*What you have to do*: Recast the rows below as a two-column CSV with headers "instruction" and "coordinates," one line per row, putting each value in a single quoted field with line breaks replaced by spaces. Leave the pictures out.

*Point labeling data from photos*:
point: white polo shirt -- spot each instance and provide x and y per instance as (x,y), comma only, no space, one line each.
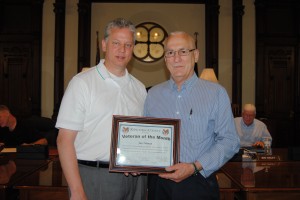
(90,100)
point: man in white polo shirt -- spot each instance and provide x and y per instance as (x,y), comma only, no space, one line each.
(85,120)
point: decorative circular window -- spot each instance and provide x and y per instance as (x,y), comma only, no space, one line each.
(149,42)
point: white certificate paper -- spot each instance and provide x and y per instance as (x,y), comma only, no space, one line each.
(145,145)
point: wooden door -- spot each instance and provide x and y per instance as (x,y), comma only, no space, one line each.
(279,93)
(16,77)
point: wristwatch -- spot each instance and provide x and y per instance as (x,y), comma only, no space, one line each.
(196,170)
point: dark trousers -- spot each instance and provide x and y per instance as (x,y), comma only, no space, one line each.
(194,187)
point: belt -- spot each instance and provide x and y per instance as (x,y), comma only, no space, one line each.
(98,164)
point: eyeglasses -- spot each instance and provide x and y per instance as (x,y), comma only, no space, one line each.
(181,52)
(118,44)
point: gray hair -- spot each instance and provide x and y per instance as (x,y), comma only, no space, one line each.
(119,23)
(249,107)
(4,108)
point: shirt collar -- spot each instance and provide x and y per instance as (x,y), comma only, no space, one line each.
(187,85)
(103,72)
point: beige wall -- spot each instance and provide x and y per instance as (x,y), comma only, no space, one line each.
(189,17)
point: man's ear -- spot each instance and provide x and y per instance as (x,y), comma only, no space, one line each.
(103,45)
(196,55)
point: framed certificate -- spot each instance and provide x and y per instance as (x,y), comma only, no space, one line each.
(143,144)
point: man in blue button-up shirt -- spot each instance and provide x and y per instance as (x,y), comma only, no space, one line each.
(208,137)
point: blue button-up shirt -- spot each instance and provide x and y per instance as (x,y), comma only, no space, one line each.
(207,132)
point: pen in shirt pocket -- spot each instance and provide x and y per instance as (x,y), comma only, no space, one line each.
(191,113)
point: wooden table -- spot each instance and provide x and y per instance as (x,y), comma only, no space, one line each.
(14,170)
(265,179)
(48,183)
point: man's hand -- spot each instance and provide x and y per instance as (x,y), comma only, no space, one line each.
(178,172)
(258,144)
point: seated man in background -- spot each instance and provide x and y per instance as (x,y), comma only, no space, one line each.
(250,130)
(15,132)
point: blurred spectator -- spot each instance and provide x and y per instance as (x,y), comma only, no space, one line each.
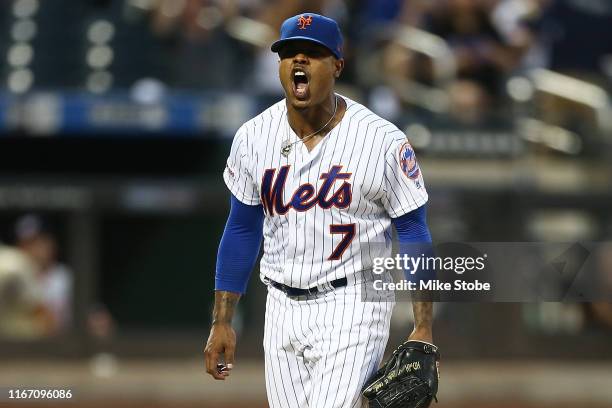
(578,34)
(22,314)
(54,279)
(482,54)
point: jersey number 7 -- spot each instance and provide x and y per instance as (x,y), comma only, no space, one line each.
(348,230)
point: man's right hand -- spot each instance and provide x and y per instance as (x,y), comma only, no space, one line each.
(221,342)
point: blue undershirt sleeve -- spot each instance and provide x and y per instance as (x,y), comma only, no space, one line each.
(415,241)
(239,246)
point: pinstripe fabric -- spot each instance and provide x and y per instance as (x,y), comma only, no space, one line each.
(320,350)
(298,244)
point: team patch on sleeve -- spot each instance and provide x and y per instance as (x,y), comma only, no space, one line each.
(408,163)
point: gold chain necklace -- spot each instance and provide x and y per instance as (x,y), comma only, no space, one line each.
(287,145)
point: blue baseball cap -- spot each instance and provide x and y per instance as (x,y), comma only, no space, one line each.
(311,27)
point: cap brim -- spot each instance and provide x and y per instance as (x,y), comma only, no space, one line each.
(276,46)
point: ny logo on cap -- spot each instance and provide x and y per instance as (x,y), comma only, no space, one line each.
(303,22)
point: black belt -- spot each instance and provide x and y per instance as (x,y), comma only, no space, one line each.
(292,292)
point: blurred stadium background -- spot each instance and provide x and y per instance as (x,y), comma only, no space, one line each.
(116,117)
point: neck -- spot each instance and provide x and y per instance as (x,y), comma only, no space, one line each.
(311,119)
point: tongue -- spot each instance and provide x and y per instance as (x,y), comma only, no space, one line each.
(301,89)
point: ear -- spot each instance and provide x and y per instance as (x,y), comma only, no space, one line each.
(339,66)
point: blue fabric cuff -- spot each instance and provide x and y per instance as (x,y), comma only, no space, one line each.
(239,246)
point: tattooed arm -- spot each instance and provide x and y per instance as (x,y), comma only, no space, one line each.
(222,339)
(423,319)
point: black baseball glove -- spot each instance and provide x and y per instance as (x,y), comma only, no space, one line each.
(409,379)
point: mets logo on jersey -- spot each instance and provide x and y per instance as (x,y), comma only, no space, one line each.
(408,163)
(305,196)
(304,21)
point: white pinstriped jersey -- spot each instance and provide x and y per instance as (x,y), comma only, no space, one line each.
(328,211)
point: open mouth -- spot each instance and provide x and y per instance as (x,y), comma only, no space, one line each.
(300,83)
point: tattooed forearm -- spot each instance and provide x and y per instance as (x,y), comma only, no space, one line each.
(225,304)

*Problem solution*:
instruction,coordinates
"point: white polo shirt -- spot each instance and provide x and y per instance as (x,y), comma only, no space, one line each.","(90,100)"
"point: man in white polo shirt -- spot each instance and provide x and y per instance as (x,y), comma only, no space, one line each.","(85,120)"
"point: decorative circular window -- spot each instance and provide x and y per instance as (x,y), comma only, no space, one line each.","(149,42)"
"point: white certificate paper -- spot each instance and provide x and y per instance as (x,y), comma only, no space, one line each.","(145,145)"
"point: wooden door -- spot each instance and provide x and y per instance as (x,y), comma only, no space, one line each.","(279,93) (16,77)"
"point: wristwatch -- spot each instance and provide x and y per instance as (x,y), comma only, no space, one line each.","(196,170)"
"point: dark trousers -- spot each instance and provide x and y per instance as (x,y), comma only, no space, one line each.","(194,187)"
"point: belt -- spot each instance and provide x and y per instance as (x,y), comma only, no space, one line each.","(98,164)"
"point: eyeglasses -- spot each instance and provide x and y per instance as (x,y), comma only, no space, one line each.","(181,52) (118,44)"
"point: gray hair -- spot each instance and provide x and y per instance as (x,y), comma only, no space, one line each.","(119,23) (249,107) (4,108)"
"point: shirt collar -- spot each instance and provide x and y per instance as (x,y), comma only, no space, one line each.","(187,85) (103,72)"
"point: beige wall -- spot each instance and provide x and y per instance as (x,y), comma only, no space, one line each.","(189,17)"
"point: man's ear -- spot each instance and provide x and y per instance as (x,y), comma only, no space, one line each.","(103,45) (196,55)"
"point: framed certificate -- spot each instance and provide x and y per instance as (x,y), comma only, no space, one line each.","(143,144)"
"point: man in blue button-up shirt -- spot each instance and provide x and y per instance as (x,y), comma only, no space, one line each.","(208,137)"
"point: blue button-up shirt -- spot each instance and provide x and y per instance as (x,y), comma only, no space, one line each.","(207,132)"
"point: pen in shirt pocket -- spot each instance and provide x and y per instance as (x,y), comma only, no space, one line each.","(191,113)"
"point: wooden table -- spot each instance and provide x and y per instance as (x,y), comma only, no space, one line each.","(14,170) (265,179) (48,183)"
"point: man's hand -- spot each instance and provide x and y per instance as (x,y), comma only, no space, one line each.","(178,172) (258,144)"
"point: seated man in background -- spot each instance and provide x and y per instance as (x,y), comma only, no space, one line each.","(250,130) (15,132)"
"point: blurred spectator -- spot each instance and provide x and y per instance as (x,y), comma only, no space, one line each.","(578,34) (22,314) (54,279) (482,54)"
"point: jersey number 7 -- spot each instance and provide x and y per instance as (x,y), comma only, no space, one line each.","(348,230)"
"point: man's right hand -- spot each instance and provide x and y per instance as (x,y), comma only, no space, one line each.","(221,342)"
"point: blue undershirt sleeve -- spot each instance and provide x and y per instance as (x,y), comma only, no space, one line each.","(415,241) (239,246)"
"point: pinstripe fabric -- spot each instance and provide x and y per instance as (x,y), comma only, no space, one line each.","(320,350) (298,244)"
"point: team patch on sleeve -- spot each instance and provide x and y per instance as (x,y), comma only, no space, one line each.","(408,163)"
"point: gold chain necklace -- spot each instance and provide x and y per instance as (x,y), comma only, no space, one line each.","(287,145)"
"point: blue baseball cap -- spot each instance and provide x and y per instance as (x,y), comma only, no space, one line each.","(311,27)"
"point: cap brim -- spot each instance and provide x and y per instance as (x,y), comma only, no space, one line each.","(276,46)"
"point: ny logo on cap -- spot each instance and provide x and y per instance as (x,y), comma only, no space, one line each.","(303,22)"
"point: black belt -- spot each instance and provide x and y per instance as (x,y), comma only, no space, one line each.","(292,292)"
"point: blurred stadium background -- spot each instance and provide x and y per instance as (x,y), comma only, no space, one line each.","(116,117)"
"point: neck -- spot each instance and provide x and y per instance as (x,y), comma only, no space, one line each.","(311,119)"
"point: tongue -- spot each instance and provide x and y per instance as (x,y), comma only, no space, one line each.","(301,89)"
"point: ear -- spot each instance and provide x and y per instance as (x,y), comma only, no space, one line each.","(339,66)"
"point: blue fabric cuff -- spot each instance and provide x and y per instance as (x,y), comma only, no space, one line each.","(239,246)"
"point: tattooed arm -- spot each instance and provide x and y per instance as (x,y), comma only, no space, one line each.","(222,339) (423,319)"
"point: black baseball glove -- spot each instance and provide x and y per instance as (x,y), comma only, no space, one line each.","(409,379)"
"point: mets logo on jersey -- spot each instance and provide x and y per instance as (x,y), comma only, no space, one line each.","(408,163) (305,196) (304,21)"
"point: white pinstriped jersey -- spot each instance and provide x and y per instance as (x,y), comma only, no space, one line each.","(328,211)"
"point: open mouth -- spot each instance and provide x and y per instance as (x,y), comma only, no space, one line each.","(300,83)"
"point: tattooed forearm -- spot each instance and provide x and y per instance as (x,y), comma only, no space, one line each.","(225,304)"